Copy out the entries below exactly as they stand, but only from the line containing "Where can you find the utility" through the line containing "Where can you find the woman".
--- Provided records ---
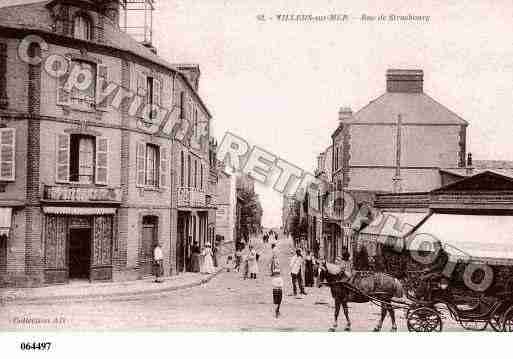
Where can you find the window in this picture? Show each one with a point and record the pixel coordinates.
---
--- Provided records ---
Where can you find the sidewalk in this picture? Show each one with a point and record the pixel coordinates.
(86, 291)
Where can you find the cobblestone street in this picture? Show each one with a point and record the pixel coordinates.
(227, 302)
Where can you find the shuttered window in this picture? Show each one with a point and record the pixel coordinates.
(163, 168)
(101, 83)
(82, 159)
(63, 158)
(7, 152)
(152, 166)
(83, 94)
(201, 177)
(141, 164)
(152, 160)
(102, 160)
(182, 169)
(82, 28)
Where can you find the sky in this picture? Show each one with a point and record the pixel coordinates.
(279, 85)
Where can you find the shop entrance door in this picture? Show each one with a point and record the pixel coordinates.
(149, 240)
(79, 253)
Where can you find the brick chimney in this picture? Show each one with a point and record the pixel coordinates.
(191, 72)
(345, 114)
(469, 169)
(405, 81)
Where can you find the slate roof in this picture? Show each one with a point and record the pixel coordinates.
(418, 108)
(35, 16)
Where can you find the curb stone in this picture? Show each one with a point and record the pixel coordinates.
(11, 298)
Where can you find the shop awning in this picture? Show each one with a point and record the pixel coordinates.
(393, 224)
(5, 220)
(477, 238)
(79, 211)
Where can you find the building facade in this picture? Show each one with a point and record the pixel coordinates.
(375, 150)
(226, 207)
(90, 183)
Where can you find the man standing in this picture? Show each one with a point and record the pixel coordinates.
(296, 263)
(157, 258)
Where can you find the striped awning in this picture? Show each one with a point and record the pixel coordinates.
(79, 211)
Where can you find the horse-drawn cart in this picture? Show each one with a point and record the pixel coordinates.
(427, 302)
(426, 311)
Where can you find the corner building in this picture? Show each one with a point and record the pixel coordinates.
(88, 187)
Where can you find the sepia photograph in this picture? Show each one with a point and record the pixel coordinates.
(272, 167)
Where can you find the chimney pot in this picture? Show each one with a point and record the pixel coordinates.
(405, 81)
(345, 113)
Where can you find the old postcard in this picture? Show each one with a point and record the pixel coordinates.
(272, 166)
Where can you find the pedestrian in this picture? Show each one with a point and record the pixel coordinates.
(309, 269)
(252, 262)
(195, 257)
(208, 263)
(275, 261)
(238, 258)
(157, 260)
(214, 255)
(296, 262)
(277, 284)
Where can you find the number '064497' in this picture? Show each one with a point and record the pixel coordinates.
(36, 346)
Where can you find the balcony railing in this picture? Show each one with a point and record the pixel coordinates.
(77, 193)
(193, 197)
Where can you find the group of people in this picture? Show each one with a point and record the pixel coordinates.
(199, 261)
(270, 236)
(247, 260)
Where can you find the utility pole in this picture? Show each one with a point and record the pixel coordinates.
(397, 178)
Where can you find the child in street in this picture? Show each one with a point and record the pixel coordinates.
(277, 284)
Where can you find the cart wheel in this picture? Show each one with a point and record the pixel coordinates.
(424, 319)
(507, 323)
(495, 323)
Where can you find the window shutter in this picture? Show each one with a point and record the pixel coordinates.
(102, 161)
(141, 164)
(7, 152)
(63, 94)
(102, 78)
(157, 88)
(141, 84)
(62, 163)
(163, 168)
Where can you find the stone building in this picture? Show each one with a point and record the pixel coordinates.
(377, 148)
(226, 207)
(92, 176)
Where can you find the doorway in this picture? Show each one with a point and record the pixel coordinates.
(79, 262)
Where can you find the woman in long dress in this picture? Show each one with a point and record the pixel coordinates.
---
--- Provided records ---
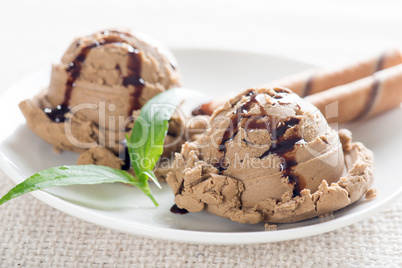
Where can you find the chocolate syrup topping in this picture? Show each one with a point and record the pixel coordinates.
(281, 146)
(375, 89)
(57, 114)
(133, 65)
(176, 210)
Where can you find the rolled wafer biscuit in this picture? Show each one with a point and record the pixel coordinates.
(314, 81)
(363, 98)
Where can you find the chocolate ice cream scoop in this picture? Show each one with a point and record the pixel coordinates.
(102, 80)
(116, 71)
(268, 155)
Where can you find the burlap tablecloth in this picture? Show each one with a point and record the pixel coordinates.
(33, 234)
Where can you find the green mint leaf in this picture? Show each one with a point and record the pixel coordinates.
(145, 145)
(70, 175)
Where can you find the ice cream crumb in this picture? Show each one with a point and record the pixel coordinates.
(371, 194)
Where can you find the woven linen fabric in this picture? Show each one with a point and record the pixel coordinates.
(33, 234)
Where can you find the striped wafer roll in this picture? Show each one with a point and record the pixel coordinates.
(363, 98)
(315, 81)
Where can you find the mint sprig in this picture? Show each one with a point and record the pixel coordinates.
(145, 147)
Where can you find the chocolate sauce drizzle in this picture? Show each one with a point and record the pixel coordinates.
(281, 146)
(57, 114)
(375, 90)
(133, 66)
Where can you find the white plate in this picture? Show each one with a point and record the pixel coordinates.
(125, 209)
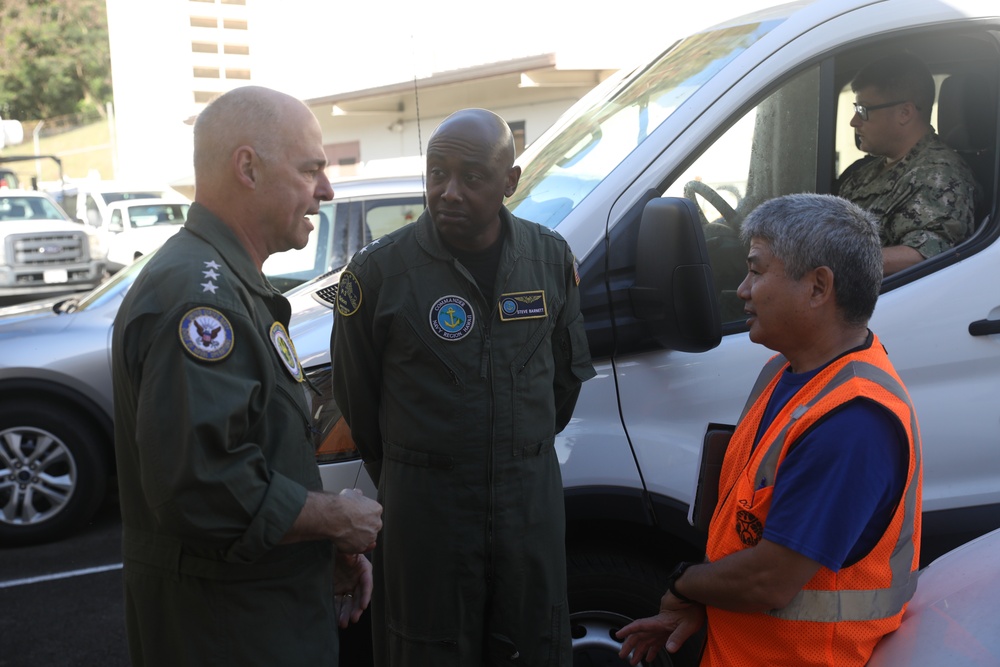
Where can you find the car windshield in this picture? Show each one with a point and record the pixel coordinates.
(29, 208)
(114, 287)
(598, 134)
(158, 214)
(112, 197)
---
* _Response box_:
Where can you find the utility pole in this picture? Show each one with a point and record the pixel coordinates.
(397, 178)
Where can you find the child in street in this picture? Show each one with a point and record the pixel coordinates.
(277, 284)
Where can you find the cart wheel in this picture? Show each one with a point and record the pixel coordinates.
(424, 319)
(507, 323)
(495, 323)
Where can you find the window shutter in this picture? Show each one with a point and record the pixel coordinates.
(102, 161)
(141, 164)
(7, 152)
(63, 94)
(102, 78)
(157, 88)
(141, 84)
(62, 163)
(163, 168)
Where can you find the stone building in this picture? Show each one with a point and record the pixel coordinates.
(377, 148)
(226, 207)
(92, 176)
Where can you find the doorway in this picture? Show each one with a point and record the pixel coordinates.
(79, 262)
Where can you find the woman in long dress in this picture? Show each one with a point and record the pixel coordinates.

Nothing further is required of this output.